■ Given instruction: Reproduce each line of the listing exactly.

** BEGIN Supplied records **

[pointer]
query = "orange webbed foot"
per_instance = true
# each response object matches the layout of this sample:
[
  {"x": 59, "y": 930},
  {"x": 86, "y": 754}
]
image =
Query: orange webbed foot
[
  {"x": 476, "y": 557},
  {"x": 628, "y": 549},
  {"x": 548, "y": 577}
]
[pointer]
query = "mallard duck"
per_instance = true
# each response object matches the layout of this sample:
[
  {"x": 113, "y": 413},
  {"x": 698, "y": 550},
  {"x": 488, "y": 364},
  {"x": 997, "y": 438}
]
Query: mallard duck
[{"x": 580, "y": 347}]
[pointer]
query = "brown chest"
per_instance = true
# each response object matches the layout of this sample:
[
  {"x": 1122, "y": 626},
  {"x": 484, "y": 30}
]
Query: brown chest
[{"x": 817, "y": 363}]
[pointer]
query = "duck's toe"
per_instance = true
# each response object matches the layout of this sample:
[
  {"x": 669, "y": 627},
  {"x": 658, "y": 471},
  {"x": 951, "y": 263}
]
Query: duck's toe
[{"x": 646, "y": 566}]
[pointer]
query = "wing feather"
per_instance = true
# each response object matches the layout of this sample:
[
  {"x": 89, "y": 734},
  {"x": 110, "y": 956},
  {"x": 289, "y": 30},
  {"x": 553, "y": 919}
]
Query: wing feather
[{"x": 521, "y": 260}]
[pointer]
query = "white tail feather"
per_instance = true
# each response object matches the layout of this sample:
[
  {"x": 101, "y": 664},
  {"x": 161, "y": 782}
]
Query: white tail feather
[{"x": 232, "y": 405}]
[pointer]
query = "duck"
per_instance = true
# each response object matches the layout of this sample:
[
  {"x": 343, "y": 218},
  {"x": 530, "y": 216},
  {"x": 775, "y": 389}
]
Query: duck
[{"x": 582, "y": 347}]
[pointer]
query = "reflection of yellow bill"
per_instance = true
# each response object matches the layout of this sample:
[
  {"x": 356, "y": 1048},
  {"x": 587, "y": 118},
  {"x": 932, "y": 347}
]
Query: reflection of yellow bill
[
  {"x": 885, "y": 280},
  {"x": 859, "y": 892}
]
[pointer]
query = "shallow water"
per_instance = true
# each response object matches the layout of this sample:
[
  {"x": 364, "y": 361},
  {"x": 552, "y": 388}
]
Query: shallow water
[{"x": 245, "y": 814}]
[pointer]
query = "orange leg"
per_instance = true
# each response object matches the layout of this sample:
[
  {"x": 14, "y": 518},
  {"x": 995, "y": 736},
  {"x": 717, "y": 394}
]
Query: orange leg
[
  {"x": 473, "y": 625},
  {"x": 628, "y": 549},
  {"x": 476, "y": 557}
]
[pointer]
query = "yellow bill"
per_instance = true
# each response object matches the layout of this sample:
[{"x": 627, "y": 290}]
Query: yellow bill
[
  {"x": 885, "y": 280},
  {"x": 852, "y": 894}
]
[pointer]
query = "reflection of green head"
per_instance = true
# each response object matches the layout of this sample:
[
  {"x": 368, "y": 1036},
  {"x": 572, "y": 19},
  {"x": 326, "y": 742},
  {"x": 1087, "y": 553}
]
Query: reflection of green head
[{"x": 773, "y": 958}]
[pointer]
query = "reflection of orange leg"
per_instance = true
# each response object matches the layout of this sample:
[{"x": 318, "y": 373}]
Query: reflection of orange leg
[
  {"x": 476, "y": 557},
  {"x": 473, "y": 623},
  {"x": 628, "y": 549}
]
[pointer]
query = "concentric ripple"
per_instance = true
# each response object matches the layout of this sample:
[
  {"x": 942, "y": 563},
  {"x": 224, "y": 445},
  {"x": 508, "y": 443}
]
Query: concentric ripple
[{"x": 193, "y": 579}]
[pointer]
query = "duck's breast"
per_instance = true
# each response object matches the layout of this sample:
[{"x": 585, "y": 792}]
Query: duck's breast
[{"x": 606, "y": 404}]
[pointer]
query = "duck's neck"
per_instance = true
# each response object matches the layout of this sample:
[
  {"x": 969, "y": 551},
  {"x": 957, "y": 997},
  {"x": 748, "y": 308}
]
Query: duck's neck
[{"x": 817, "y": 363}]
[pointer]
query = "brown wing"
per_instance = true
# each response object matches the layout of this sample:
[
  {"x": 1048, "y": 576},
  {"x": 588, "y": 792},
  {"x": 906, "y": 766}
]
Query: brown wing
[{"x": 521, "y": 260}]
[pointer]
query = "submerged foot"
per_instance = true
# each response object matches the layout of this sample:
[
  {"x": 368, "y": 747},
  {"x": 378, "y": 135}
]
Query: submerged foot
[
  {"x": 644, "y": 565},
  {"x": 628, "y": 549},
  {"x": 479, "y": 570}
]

** END Supplied records **

■ Result of the exercise:
[pointer]
query = "orange webbed foot"
per_instance = true
# each response object matches the layout of this sample:
[
  {"x": 59, "y": 930},
  {"x": 86, "y": 754}
]
image =
Query: orange webbed foot
[
  {"x": 476, "y": 557},
  {"x": 628, "y": 549},
  {"x": 548, "y": 577}
]
[pointer]
query = "mallard duck"
per_instance = true
# each response object matches the layout of this sample:
[
  {"x": 113, "y": 413},
  {"x": 698, "y": 550},
  {"x": 488, "y": 364},
  {"x": 997, "y": 438}
]
Query: mallard duck
[{"x": 580, "y": 347}]
[pointer]
query = "brown chest"
per_instance = true
# each response object matches the layout of this sample:
[
  {"x": 1122, "y": 626},
  {"x": 484, "y": 30}
]
Query: brown chest
[{"x": 817, "y": 363}]
[pointer]
query = "duck's toe"
per_instance = true
# each response object matches the layout of this sample:
[
  {"x": 669, "y": 627},
  {"x": 658, "y": 471},
  {"x": 951, "y": 263}
]
Query: duck's toe
[{"x": 646, "y": 566}]
[pointer]
query = "wing feather"
per_instance = true
# each response object matches the layout of this sample:
[
  {"x": 89, "y": 734},
  {"x": 110, "y": 956},
  {"x": 289, "y": 30},
  {"x": 553, "y": 919}
]
Query: wing feather
[{"x": 521, "y": 260}]
[pointer]
query = "white tail feather"
per_instance = true
# each response object matches the layout of this sample:
[
  {"x": 101, "y": 664},
  {"x": 161, "y": 782}
]
Query: white tail feather
[{"x": 232, "y": 405}]
[pointer]
query = "duck"
per_instance = true
# each response object matches the layout of this sample:
[
  {"x": 343, "y": 218},
  {"x": 530, "y": 216},
  {"x": 775, "y": 389}
]
Query: duck
[{"x": 582, "y": 347}]
[pointer]
query = "reflection of yellow bill"
per_instance = true
# each response object matches the layout of this sample:
[
  {"x": 356, "y": 1048},
  {"x": 587, "y": 118},
  {"x": 932, "y": 347}
]
Query: reflection of yellow bill
[
  {"x": 885, "y": 280},
  {"x": 859, "y": 892}
]
[pointer]
query = "shallow water"
per_instance = true
# each response object matches the layout of this sample:
[
  {"x": 364, "y": 361},
  {"x": 552, "y": 388}
]
Query: shallow water
[{"x": 245, "y": 814}]
[pointer]
query = "orange leg"
per_instance = true
# each response object matches the layout of this sample:
[
  {"x": 14, "y": 518},
  {"x": 995, "y": 736},
  {"x": 717, "y": 394}
]
Query: orange leg
[
  {"x": 473, "y": 625},
  {"x": 628, "y": 549},
  {"x": 476, "y": 557}
]
[pointer]
query = "yellow bill"
per_instance = true
# each response object matches the layout of this sample:
[{"x": 627, "y": 290}]
Query: yellow bill
[
  {"x": 885, "y": 280},
  {"x": 852, "y": 894}
]
[pointer]
query = "reflection of green head"
per_instance = true
# each response object matches the layout of this sample:
[
  {"x": 368, "y": 1036},
  {"x": 572, "y": 19},
  {"x": 326, "y": 742},
  {"x": 1087, "y": 553}
]
Query: reflection of green head
[{"x": 773, "y": 958}]
[pointer]
query = "reflection of orange leg"
per_instance = true
# each response object matches the layout of this sample:
[{"x": 318, "y": 373}]
Query: reflection of orange leg
[
  {"x": 476, "y": 557},
  {"x": 473, "y": 623},
  {"x": 628, "y": 549}
]
[pointer]
query = "concentric ripple"
per_instance = true
# each response object matches the layout of this sample:
[
  {"x": 942, "y": 563},
  {"x": 224, "y": 445},
  {"x": 508, "y": 443}
]
Query: concentric ripple
[{"x": 193, "y": 579}]
[pointer]
query = "duck's breast"
per_instance = true
# each response object matches the layout of this sample:
[{"x": 585, "y": 792}]
Query: duck's breast
[{"x": 606, "y": 404}]
[pointer]
query = "duck's neck"
per_instance = true
# each response object matches the layout of this sample:
[
  {"x": 969, "y": 551},
  {"x": 957, "y": 997},
  {"x": 748, "y": 308}
]
Query: duck's neck
[{"x": 817, "y": 363}]
[pointer]
query = "brown wing"
per_instance = true
# each response object matches the layout of this sample:
[
  {"x": 1048, "y": 576},
  {"x": 588, "y": 792},
  {"x": 906, "y": 766}
]
Query: brown wing
[{"x": 521, "y": 260}]
[pointer]
query = "submerged foot"
per_instance = true
# each response object matches the layout of this sample:
[
  {"x": 368, "y": 747},
  {"x": 378, "y": 135}
]
Query: submerged foot
[
  {"x": 644, "y": 565},
  {"x": 628, "y": 549},
  {"x": 479, "y": 570}
]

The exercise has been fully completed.